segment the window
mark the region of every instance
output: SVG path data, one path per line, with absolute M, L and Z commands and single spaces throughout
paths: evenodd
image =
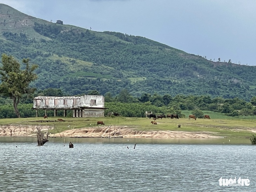
M 96 100 L 91 100 L 91 105 L 94 105 L 96 104 Z
M 63 105 L 68 105 L 68 100 L 67 99 L 64 99 L 63 100 L 64 101 L 63 101 Z
M 56 105 L 58 104 L 59 103 L 59 100 L 58 99 L 55 99 L 54 100 L 54 105 Z
M 40 106 L 40 102 L 41 101 L 41 100 L 36 100 L 36 105 L 37 106 Z
M 49 100 L 48 99 L 46 99 L 45 100 L 45 105 L 49 105 Z

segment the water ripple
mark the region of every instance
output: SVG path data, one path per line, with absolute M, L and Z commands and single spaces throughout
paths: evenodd
M 256 154 L 247 145 L 0 142 L 0 191 L 252 191 Z M 247 177 L 249 186 L 220 186 Z

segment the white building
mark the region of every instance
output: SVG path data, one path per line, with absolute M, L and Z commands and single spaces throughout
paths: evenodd
M 64 111 L 64 116 L 67 110 L 73 110 L 73 117 L 104 117 L 104 97 L 102 95 L 84 95 L 70 97 L 37 97 L 34 98 L 33 109 L 38 110 L 54 110 L 54 116 L 58 110 Z

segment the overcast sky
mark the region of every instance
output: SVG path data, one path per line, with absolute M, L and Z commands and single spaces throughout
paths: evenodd
M 64 24 L 140 36 L 207 59 L 256 65 L 255 0 L 0 0 Z

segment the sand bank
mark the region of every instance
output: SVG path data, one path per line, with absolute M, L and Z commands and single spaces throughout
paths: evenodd
M 0 136 L 36 136 L 36 126 L 19 125 L 0 126 Z M 41 126 L 42 131 L 53 129 L 51 126 Z M 49 137 L 154 137 L 154 138 L 218 138 L 211 133 L 189 132 L 177 131 L 138 130 L 128 126 L 100 126 L 67 130 L 60 134 L 49 134 Z

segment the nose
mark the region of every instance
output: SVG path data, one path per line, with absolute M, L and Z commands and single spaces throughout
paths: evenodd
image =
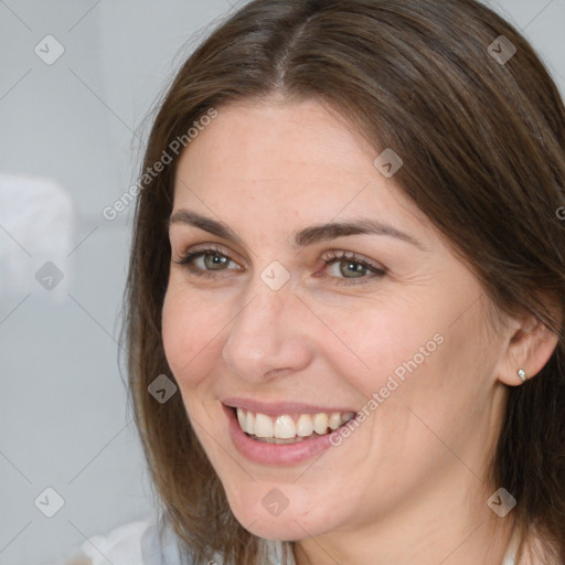
M 307 309 L 290 285 L 271 290 L 258 280 L 248 290 L 223 347 L 224 362 L 239 379 L 254 383 L 306 369 L 313 340 L 308 335 Z

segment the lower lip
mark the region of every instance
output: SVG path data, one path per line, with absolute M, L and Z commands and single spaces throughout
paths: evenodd
M 230 428 L 230 436 L 235 448 L 247 459 L 262 465 L 297 465 L 315 455 L 333 447 L 330 443 L 330 434 L 311 439 L 303 439 L 297 444 L 268 444 L 252 439 L 239 427 L 235 411 L 224 406 Z

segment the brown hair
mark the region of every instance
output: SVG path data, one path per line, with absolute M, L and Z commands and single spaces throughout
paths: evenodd
M 500 35 L 516 49 L 505 63 L 488 49 Z M 518 500 L 515 523 L 535 529 L 565 563 L 565 225 L 556 216 L 565 201 L 565 108 L 542 62 L 475 0 L 255 0 L 177 74 L 143 171 L 210 108 L 275 93 L 338 109 L 375 156 L 393 148 L 404 160 L 399 190 L 447 236 L 492 303 L 531 312 L 559 335 L 543 370 L 508 387 L 488 479 Z M 161 373 L 174 379 L 161 308 L 177 162 L 150 179 L 136 210 L 126 320 L 136 422 L 160 502 L 195 562 L 217 551 L 226 563 L 265 563 L 262 541 L 233 516 L 180 394 L 159 404 L 147 390 Z

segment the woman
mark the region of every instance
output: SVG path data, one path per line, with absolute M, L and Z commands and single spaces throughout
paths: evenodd
M 204 41 L 137 209 L 139 558 L 565 563 L 564 148 L 475 0 L 256 0 Z

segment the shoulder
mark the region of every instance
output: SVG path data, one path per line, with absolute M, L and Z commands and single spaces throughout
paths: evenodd
M 122 524 L 90 536 L 81 546 L 81 557 L 66 565 L 191 565 L 181 559 L 171 530 L 154 519 Z
M 280 565 L 281 544 L 266 542 L 268 563 Z M 156 519 L 120 525 L 105 535 L 93 535 L 81 546 L 82 555 L 65 565 L 194 565 L 183 557 L 169 523 Z M 215 554 L 209 563 L 223 565 Z

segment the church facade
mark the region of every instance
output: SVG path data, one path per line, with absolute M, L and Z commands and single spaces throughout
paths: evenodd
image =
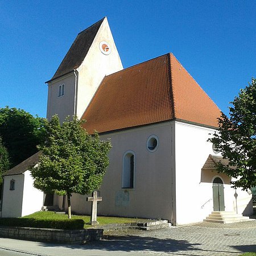
M 224 159 L 207 139 L 220 110 L 172 53 L 123 69 L 105 18 L 78 35 L 47 82 L 47 118 L 76 114 L 111 139 L 98 214 L 181 225 L 213 210 L 252 213 L 251 195 L 216 170 Z M 86 196 L 73 195 L 73 212 L 90 213 Z M 62 196 L 53 204 L 65 207 Z

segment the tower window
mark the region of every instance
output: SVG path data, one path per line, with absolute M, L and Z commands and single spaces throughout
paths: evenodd
M 133 152 L 126 153 L 123 160 L 123 175 L 122 187 L 133 188 L 134 187 L 134 155 Z
M 147 139 L 147 148 L 150 152 L 155 151 L 158 147 L 158 138 L 156 135 L 151 135 Z
M 10 181 L 10 190 L 14 190 L 15 189 L 15 181 L 13 179 Z
M 65 85 L 64 84 L 59 85 L 58 97 L 63 96 L 65 92 Z

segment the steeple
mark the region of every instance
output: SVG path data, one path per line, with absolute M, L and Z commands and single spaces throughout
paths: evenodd
M 102 79 L 123 69 L 106 17 L 79 33 L 48 84 L 47 118 L 80 118 Z

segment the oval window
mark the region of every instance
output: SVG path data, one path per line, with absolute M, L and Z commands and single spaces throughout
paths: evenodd
M 218 154 L 220 152 L 216 149 L 216 146 L 215 145 L 215 144 L 212 144 L 212 151 L 213 151 L 213 153 L 217 154 Z
M 147 141 L 147 148 L 150 152 L 154 152 L 158 147 L 158 138 L 155 135 L 150 136 Z

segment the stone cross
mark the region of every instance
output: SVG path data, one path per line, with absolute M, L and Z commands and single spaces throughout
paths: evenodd
M 93 191 L 92 197 L 88 197 L 86 199 L 87 201 L 90 201 L 92 202 L 92 215 L 90 216 L 90 224 L 92 226 L 94 226 L 98 224 L 97 221 L 97 203 L 98 201 L 102 201 L 102 197 L 97 196 L 98 192 L 97 191 Z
----
- _Given instruction_
Swap "overcast" for "cloudy" in the stretch of lines from the one containing "segment the overcast sky" through the one containing "M 64 24 L 140", and give back only that stretch with everything else unchanged.

- _Full solution_
segment the cloudy sky
mark the region of every instance
output: SVG path data, one path per line, with absolute M, L and Z commands and single spaces throughout
paths: evenodd
M 64 24 L 140 36 L 207 59 L 256 65 L 255 0 L 0 0 Z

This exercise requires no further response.